EXERCISE PROMPT: Revise the rows below by changing every "set a single point" to "place one point" and keeping every other part the same.

++++++++++++++++++++

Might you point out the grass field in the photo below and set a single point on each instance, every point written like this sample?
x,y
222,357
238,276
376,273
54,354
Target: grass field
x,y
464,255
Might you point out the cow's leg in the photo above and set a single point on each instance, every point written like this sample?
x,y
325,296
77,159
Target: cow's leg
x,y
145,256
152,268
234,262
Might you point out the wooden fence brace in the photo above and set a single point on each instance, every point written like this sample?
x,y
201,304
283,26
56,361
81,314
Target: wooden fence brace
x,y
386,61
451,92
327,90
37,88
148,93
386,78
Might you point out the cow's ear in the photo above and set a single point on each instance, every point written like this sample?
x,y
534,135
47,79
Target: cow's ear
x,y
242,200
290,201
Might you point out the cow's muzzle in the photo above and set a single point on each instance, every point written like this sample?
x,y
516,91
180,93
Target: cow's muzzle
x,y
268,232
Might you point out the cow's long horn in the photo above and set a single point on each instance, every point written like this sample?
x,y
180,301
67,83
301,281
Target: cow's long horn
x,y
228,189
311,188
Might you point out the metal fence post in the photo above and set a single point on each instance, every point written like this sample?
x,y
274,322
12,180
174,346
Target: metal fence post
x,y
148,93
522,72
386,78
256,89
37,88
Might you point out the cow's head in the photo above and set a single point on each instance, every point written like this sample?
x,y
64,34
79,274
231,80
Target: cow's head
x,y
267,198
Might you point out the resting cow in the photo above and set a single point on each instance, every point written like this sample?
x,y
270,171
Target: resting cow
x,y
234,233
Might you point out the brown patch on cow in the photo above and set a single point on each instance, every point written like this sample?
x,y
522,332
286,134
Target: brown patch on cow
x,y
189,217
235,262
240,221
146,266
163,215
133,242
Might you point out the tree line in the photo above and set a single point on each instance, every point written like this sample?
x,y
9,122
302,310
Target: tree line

++++++++++++++++++++

OUTPUT FOR THIS EXERCISE:
Might you point out the grass field in the photo below and place one point on each instance, every point written like this sample?
x,y
222,357
238,276
376,273
54,354
Target: grass field
x,y
464,255
Might you point out the cow's leg in the photo above and place one point on each instance, every point written like this sample?
x,y
325,296
77,159
Target: cow's leg
x,y
145,256
152,268
234,262
Might you point out the wooden fence brace in the photo above and place one point on each instance, every point written like this sample?
x,y
201,304
283,26
56,361
81,314
Target: wooden fence brace
x,y
386,61
451,92
327,90
37,88
148,93
386,78
Might you point out the cow's ear in the photo above and place one point on each instance, every point written like this sample?
x,y
534,135
47,79
Target: cow's ear
x,y
242,200
290,201
Might you point out the cow's muzzle in the photo above and place one point on each instance, every point written like this sample?
x,y
516,91
180,93
Target: cow's muzzle
x,y
268,232
Might you point out the cow's long horn in the photo above and place one point on each instance, every point written like this sample?
x,y
180,301
67,83
301,281
Target: cow's long horn
x,y
228,189
311,188
Might you point out the metal fence post in the photo above and place one point on each instance, every point written like this sample?
x,y
274,322
12,180
174,346
Target: metal fence post
x,y
148,93
522,72
386,78
256,89
37,88
Might you point out the cow's head in the photo above and place one point on each instance, every point written like this sample?
x,y
64,34
79,274
231,80
Target: cow's head
x,y
267,198
Might you point out the resting cow in the photo above and place one point on each instance, every point written like this sample?
x,y
270,171
Target: resting cow
x,y
234,233
Might you point out the brown patch on cow in the photo above and place one point on each instance, every point written like this sample?
x,y
522,332
286,134
Target: brown patch on cow
x,y
189,217
235,262
240,221
146,266
163,215
133,242
Might you point out the tree line in the photo above and place one point on each instance, every point written like this sample?
x,y
9,122
302,310
Target: tree line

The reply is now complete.